**What you have to do**
Reproduce each of the following lines verbatim, preserving their order.

------

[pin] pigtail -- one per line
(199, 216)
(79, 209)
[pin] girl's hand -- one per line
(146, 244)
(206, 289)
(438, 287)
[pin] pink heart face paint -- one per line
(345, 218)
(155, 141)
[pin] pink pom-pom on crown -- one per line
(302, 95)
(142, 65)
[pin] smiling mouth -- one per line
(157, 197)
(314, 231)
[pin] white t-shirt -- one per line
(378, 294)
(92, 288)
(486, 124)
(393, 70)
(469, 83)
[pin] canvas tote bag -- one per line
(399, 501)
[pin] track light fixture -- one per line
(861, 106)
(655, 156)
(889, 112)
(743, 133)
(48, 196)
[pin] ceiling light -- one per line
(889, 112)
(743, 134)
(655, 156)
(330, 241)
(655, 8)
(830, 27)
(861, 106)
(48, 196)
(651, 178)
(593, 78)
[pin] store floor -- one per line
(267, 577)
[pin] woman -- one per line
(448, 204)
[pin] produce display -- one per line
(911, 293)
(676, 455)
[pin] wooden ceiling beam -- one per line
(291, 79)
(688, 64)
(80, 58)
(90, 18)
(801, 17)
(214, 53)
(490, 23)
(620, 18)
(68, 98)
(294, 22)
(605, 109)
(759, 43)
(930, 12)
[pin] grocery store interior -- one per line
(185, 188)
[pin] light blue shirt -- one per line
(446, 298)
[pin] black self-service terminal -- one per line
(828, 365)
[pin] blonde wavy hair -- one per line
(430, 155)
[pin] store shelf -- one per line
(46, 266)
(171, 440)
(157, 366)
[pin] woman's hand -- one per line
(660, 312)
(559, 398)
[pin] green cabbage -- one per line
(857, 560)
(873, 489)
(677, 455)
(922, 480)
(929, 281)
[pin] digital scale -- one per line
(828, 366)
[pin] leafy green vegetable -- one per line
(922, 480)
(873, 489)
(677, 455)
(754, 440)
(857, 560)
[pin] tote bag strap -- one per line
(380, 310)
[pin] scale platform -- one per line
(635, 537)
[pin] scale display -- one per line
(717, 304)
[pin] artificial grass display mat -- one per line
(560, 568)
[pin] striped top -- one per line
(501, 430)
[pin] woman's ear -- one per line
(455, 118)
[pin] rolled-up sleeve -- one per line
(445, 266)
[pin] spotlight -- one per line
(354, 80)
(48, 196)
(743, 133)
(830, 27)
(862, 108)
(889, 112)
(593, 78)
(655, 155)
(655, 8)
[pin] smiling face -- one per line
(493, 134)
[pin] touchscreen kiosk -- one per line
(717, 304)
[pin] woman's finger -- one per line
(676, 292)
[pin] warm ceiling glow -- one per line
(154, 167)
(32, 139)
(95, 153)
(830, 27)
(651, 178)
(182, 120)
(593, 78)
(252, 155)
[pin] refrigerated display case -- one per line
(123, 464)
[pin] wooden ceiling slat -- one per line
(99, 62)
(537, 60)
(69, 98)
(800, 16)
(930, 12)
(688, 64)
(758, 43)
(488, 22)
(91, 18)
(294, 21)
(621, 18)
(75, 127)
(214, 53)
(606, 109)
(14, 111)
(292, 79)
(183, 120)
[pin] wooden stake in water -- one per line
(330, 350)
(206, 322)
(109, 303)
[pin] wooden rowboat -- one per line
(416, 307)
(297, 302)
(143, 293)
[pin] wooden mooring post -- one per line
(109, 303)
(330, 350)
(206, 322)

------

**Full solution**
[pin] pigtail -- one per line
(199, 216)
(79, 209)
[pin] girl's hand -- one per line
(146, 244)
(206, 289)
(438, 287)
[pin] pink heart face paint -- one per line
(345, 218)
(155, 141)
[pin] pink pom-pom on crown -- one per line
(302, 95)
(142, 65)
[pin] smiling mouth -- one per line
(157, 197)
(314, 231)
[pin] white t-shirt -- one per line
(378, 294)
(92, 288)
(486, 124)
(393, 70)
(469, 83)
[pin] canvas tote bag -- one per line
(399, 501)
[pin] track light fixture -- one per line
(861, 106)
(655, 156)
(889, 112)
(743, 133)
(48, 196)
[pin] ceiling light -- one per line
(889, 112)
(743, 134)
(655, 156)
(330, 241)
(655, 8)
(830, 27)
(861, 106)
(48, 196)
(651, 178)
(593, 78)
[pin] store floor -- one per line
(267, 577)
[pin] woman -- one per line
(448, 204)
[pin] produce display -- one per line
(911, 293)
(676, 455)
[pin] wooden ceiling beam -- one per line
(291, 79)
(688, 64)
(80, 58)
(90, 18)
(801, 17)
(214, 53)
(490, 23)
(620, 18)
(68, 98)
(294, 22)
(605, 109)
(759, 43)
(930, 12)
[pin] grocery store interior -- one per line
(185, 188)
[pin] light blue shirt -- one per line
(446, 298)
[pin] black self-service terminal -- one per line
(828, 365)
[pin] blonde wavy hair -- one per line
(430, 155)
[pin] store shelf -- one per line
(46, 266)
(171, 440)
(157, 366)
[pin] woman's hand -- one per line
(660, 312)
(559, 398)
[pin] green cabbage -- one per line
(857, 560)
(873, 489)
(677, 455)
(922, 480)
(929, 281)
[pin] digital scale -- one per line
(828, 366)
[pin] leafy green vegetable -- one per line
(922, 480)
(873, 489)
(677, 455)
(754, 440)
(857, 560)
[pin] tote bag strap -- one per line
(380, 310)
[pin] scale platform -- one per line
(635, 537)
[pin] scale display -- one per line
(717, 304)
[pin] artificial grass display mat -- one per line
(560, 568)
[pin] striped top -- one per line
(501, 430)
[pin] woman's ear -- one per line
(455, 118)
[pin] rolled-up sleeve -- one per line
(445, 266)
[pin] spotlight -- one per line
(354, 80)
(48, 196)
(743, 133)
(830, 27)
(862, 108)
(889, 112)
(593, 78)
(655, 155)
(655, 8)
[pin] smiling face -- one per line
(493, 134)
[pin] touchscreen kiosk -- one per line
(717, 304)
[pin] woman's finger -- one per line
(676, 292)
[pin] warm ceiling glow -- one per line
(154, 167)
(32, 139)
(95, 153)
(830, 27)
(651, 178)
(182, 120)
(593, 78)
(252, 155)
[pin] refrigerated display case -- one per line
(123, 464)
[pin] wooden ceiling slat -- one per line
(99, 62)
(537, 60)
(69, 98)
(800, 16)
(930, 12)
(688, 64)
(758, 43)
(488, 22)
(91, 18)
(294, 21)
(621, 18)
(75, 127)
(214, 53)
(606, 109)
(14, 111)
(292, 79)
(183, 120)
[pin] wooden stake in water -- one per line
(330, 350)
(206, 322)
(109, 303)
[pin] wooden rowboat -- one per line
(416, 307)
(297, 302)
(143, 293)
[pin] wooden mooring post -- one per line
(109, 303)
(330, 350)
(206, 322)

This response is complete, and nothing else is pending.